── AUSGANGSTEXT ──
Dezente: Kapitalismuskritik in Konwitschnys „Mahagonny“-Inszenierung  ■ Von Dagmar Penzlin

Nichts ist unmöglich in Mahagonny; die Parole lautet: „Du darfst“. Ob Sex, Alkohol oder andere Vergnügungen: Jeder darf hier alles, so lange er bezahlen kann. Keine Frage, unsere heutige Spaßgesellschaft funktioniert nach den gleichen Gesetzen, wie sie Bertolt Brecht und Kurt Weill 1930 in ihrer Oper Aufstieg und Fall der Stadt Mahagonny demaskierten. Dass diese Kapitalismuskritik auch ohne erhobenen Zeigefinger und Verfremdungseffekt auskommen kann, beweist die dichte Neuinszenierung von Peter Konwitschny an der Staatsoper. Es geht also um unsere Gegenwart und unseren unermüdlichen Willen zum Spaß. Daran lässt der Regisseur keinen Zweifel. So ergänzt er etwa die Brechtsche „Du darfst“-Parole durch das noch zeitgemäßere Motto „Viel Spaß“.
───
── VORLIEGENDE ANGABEN ──
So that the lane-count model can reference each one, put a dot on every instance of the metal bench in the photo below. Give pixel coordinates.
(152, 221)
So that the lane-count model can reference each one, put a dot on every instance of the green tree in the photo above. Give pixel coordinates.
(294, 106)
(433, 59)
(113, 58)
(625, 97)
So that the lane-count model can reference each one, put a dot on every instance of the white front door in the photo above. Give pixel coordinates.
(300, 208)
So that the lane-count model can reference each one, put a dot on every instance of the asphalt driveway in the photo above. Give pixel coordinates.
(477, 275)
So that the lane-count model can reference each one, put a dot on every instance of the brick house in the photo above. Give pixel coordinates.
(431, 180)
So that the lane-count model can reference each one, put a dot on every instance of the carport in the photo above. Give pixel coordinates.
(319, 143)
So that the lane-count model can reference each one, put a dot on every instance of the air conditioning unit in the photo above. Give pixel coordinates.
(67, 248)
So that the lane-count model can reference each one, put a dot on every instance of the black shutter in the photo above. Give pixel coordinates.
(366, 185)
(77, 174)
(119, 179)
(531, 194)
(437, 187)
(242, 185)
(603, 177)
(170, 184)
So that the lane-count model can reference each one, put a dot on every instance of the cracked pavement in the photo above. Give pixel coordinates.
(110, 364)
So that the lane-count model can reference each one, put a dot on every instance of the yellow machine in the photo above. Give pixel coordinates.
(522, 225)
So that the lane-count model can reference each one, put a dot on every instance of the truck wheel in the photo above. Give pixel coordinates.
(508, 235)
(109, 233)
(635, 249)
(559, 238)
───
── VORLIEGENDE ANGABEN ──
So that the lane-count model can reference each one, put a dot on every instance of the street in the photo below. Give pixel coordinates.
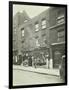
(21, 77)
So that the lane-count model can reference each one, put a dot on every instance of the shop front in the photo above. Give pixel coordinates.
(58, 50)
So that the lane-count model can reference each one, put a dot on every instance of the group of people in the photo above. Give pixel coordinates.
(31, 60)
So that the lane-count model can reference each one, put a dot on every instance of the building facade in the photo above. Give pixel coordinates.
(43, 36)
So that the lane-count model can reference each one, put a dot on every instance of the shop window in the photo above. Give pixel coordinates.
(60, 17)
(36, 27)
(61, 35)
───
*GESTELLTE AUFGABE A*. Sammle aus den Einträgen jede Zeile, in der das Wort „below“ vorkommt.
*GESTELLTE AUFGABE B*. Führe die Kritik zu Konwitschnys „Mahagonny“-Inszenierung im Anschluss an ihren letzten Satz fort.

*LÖSUNG A*.
So that the lane-count model can reference each one, put a dot on every instance of the metal bench in the photo below. Give pixel coordinates.
So that the lane-count model can reference each one, put a dot on every instance of the street in the photo below. Give pixel coordinates.

*LÖSUNG B*.
Gleich zu Beginn der Oper schreibt die Witwe Leokadja Begbick (expressiv: Mechthild Gessendorf) die zwei Worte mit Kreide auf ein Schild, als sie und ihre Gangsterkollegen beschlossen haben, in der Wüste die Stadt Mahagonny zu errichten. Sie wollen hier Goldgräbern und anderen Männern das Geld aus der Tasche ziehen. So richtig in Fahrt kommt das Geschäft aber erst, als im zweiten Akt wirklich alles erlaubt ist.

Die vergnügungsgeilen Mahagonny-Besucher kommen bei Konwitschny als Durchschnittsurlauber daher: Sie tragen Shorts und Hawaihemden, die Füße stecken in Socken und Sandalen, und auf dem Kopf prangt der quietschgelbe Strohhut mit „Viel Spaß“-Schriftzug. Gierig wedeln diese Männer mit ihren Geldscheinen, während sie sich ungeduldig um die drei kleinen rosafarbenen Bordellhäschen drängen.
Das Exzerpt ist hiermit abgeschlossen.